### What you need to do
Search the data for the word "blue" and copy out every line that has it.

### Data
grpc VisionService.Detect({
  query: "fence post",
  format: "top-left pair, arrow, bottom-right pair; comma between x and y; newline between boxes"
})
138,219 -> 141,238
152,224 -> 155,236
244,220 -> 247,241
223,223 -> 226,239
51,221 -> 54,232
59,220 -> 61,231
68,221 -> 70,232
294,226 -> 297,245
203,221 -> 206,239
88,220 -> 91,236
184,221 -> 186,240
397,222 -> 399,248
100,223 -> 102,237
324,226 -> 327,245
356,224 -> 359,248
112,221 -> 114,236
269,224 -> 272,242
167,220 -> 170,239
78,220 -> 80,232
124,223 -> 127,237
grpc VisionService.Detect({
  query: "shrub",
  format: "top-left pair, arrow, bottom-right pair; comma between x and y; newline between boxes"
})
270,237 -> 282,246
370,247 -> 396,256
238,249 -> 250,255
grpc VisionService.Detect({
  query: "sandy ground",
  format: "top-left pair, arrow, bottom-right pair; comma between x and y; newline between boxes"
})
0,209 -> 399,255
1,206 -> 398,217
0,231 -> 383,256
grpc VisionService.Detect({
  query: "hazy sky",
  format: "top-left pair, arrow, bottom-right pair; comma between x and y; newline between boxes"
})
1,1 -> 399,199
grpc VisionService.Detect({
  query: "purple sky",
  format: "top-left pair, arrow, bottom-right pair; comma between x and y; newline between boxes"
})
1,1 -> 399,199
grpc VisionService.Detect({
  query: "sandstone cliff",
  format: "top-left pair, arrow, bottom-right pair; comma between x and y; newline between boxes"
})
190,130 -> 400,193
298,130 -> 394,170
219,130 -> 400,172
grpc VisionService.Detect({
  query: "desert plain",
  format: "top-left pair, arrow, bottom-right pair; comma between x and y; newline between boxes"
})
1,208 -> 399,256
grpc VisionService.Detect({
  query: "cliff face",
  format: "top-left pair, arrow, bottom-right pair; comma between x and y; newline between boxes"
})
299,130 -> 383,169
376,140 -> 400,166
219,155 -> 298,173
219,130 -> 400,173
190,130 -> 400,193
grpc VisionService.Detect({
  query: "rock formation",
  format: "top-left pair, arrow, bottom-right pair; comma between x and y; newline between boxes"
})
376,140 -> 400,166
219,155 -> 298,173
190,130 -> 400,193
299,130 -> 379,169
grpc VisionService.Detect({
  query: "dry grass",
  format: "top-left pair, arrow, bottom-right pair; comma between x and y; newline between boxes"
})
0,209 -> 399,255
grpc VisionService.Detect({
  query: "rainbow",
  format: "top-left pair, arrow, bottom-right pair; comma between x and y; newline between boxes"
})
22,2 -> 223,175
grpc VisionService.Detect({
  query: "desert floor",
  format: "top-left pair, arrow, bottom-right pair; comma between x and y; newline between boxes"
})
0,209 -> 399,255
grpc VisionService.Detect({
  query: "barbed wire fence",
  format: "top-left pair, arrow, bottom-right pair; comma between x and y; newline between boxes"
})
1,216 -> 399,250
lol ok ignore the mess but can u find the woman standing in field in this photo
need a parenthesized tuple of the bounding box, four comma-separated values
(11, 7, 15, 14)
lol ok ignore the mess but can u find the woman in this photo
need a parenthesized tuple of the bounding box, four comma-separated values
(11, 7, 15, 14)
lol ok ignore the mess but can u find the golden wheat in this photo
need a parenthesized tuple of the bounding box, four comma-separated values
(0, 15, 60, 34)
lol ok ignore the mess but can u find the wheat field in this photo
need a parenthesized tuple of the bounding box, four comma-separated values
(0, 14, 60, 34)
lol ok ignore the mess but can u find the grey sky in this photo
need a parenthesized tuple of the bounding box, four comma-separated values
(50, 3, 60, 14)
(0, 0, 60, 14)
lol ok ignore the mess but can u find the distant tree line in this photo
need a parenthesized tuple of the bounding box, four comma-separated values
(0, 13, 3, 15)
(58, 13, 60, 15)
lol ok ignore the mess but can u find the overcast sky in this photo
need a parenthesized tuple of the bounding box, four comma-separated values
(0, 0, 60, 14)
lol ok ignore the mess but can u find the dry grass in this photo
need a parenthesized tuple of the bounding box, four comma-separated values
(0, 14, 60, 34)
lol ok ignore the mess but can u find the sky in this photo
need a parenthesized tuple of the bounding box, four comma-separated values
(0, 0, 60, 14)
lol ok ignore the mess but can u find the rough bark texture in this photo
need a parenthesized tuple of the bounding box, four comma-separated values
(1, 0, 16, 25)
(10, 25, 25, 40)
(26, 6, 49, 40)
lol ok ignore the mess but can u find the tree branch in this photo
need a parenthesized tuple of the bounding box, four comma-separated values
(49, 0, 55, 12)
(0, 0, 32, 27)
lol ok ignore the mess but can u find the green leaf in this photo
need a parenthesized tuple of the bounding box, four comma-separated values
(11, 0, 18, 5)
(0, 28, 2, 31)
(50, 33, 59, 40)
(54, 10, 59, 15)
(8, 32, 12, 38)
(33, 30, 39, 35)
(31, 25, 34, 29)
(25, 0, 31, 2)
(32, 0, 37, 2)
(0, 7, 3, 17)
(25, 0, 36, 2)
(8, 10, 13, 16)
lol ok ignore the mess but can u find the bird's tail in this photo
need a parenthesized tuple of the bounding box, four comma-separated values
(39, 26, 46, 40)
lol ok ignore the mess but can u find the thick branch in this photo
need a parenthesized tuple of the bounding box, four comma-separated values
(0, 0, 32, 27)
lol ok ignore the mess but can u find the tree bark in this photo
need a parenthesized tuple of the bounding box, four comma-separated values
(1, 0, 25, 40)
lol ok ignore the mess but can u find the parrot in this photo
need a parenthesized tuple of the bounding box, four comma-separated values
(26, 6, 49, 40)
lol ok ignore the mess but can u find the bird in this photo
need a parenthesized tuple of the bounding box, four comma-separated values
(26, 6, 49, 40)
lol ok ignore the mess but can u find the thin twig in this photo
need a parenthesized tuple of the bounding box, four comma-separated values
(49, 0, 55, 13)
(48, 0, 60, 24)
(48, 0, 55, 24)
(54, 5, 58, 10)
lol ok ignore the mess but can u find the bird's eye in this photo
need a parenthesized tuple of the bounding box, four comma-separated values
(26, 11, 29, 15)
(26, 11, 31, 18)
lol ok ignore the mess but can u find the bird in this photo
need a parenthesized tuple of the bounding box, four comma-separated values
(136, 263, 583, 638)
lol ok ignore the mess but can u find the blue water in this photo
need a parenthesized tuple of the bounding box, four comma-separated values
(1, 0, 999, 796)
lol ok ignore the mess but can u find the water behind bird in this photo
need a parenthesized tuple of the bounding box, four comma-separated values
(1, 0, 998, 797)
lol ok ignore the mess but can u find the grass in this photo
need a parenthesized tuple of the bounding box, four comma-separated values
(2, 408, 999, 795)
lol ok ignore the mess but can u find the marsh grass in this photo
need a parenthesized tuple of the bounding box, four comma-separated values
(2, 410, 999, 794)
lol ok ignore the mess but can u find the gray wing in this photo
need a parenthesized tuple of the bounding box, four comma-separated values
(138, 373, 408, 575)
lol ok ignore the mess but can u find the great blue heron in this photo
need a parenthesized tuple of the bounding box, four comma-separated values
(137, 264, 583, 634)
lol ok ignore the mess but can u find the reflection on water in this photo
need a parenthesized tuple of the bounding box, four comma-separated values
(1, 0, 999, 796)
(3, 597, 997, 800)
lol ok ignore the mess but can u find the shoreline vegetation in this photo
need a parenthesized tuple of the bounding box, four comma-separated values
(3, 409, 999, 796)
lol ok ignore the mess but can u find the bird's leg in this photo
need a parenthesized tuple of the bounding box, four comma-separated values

### Exercise solution
lol ok ignore the mess but can u find the blue water in this photo
lol ok ignore the mess but can u find the great blue heron in this photo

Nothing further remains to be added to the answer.